**Текстовый блок**
···
Информационное общество не знает равенства. И его неравенство выглядит более 'естественным', чем в прежние времена, поскольку его меритократический элемент велик, власть не поддается локализации, а механизмы самовыражения так неочевидны. Нетократия довольно неприступна. Она ничего ни у кого не отняла, и ее властные позиции строятся исключительно на невероятной способности приспосабливаться и преуспевать в условиях экосистемы, порожденной информационными технологиями. Новый низший класс, со своей стороны, не обладает прежней привлекательностью и сексуальностью и не вызывает пафосного требования справедливости, что было присуще пролетариату капиталистической эры и внушало известную симпатию. Консьюмтариат является низшим классом вследствие недостаточного социального интеллекта, нормы которого устанавливаются информационным обществом.
Двери не для кого не закрыты. Проблема в том, что необходим особый талант, чтобы отыскать ручку и войти – талант, отсутствующий в широких массах. Является ли это неравенство обязательно несправедливым? И если да, то с чьей точки зрения? И если да, то что с этим делать? Должны ли мы пытаться ограничить тех, кому удается наилучшим образом воспользоваться предоставившимися возможностями? Должны ли мы и впредь давать шанс людям, которые не смогли воспользоваться им столько раз прежде? Как мы можем решить проблему растущего неравенства в обществе, в котором неравенство невозможно устранить перераспределением? Ведь мы пока не научились пересаживать мозги.
···
**Исходные данные**
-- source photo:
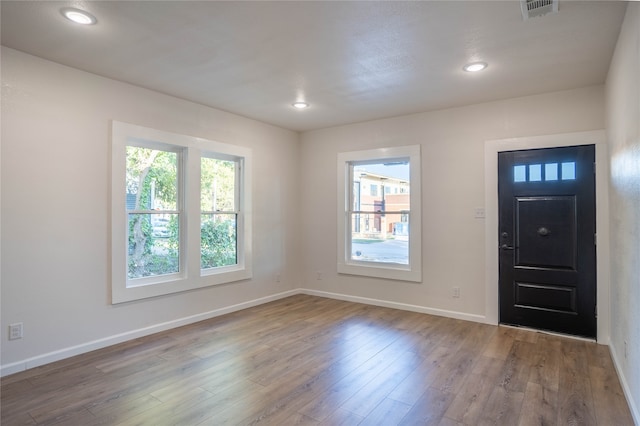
···
**Необходимые действия**
• A. Запишите без изменений часть текста о неравенстве в информационном обществе: начните с места, где стоят слова "Двери не для", и остановитесь после слов "научились пересаживать мозги.".
• B. Продолжите текст о неравенстве в информационном обществе, начав сразу после его последнего предложения.

**Набор ответов**
• A.
Двери не для кого не закрыты. Проблема в том, что необходим особый талант, чтобы отыскать ручку и войти – талант, отсутствующий в широких массах. Является ли это неравенство обязательно несправедливым? И если да, то с чьей точки зрения? И если да, то что с этим делать? Должны ли мы пытаться ограничить тех, кому удается наилучшим образом воспользоваться предоставившимися возможностями? Должны ли мы и впредь давать шанс людям, которые не смогли воспользоваться им столько раз прежде? Как мы можем решить проблему растущего неравенства в обществе, в котором неравенство невозможно устранить перераспределением? Ведь мы пока не научились пересаживать мозги.

• B.
ГЛАВА XI– ЗА КРЕПОСТНОЙ СТЕНОЙ – ГРАЖДАНСКАЯ ВОЙНА НЕТОКРАТОВ И ВИРТУАЛЬНЫЕ РЕВОЛЮЦИОНЕРЫ
По мере разрушения центральных буржуазных институтов возникает вакуум. Пока эти институты сохраняли влияние, они выполняли определенную стабилизирующую функцию. На смену им придет состояние системной турбулентности, динамику которой невероятно трудно предугадать. Отдельные тенденции совершенно очевидны. Но когда взаимодействует такое большое количество тенденций и контртенденций, число переменных столь велико, а уровень абстракции настолько высок, то даже самые изобретательные догадки становятся чем-то вроде интеллектуального метеоро-логического прогноза – надежного лишь на очень короткий срок. Несмотря на это, есть смысл методично собирать все возможные квалифицированные прогнозы, стараясь идентифицировать и анализировать социальные конфликты, характерные для информационного общества.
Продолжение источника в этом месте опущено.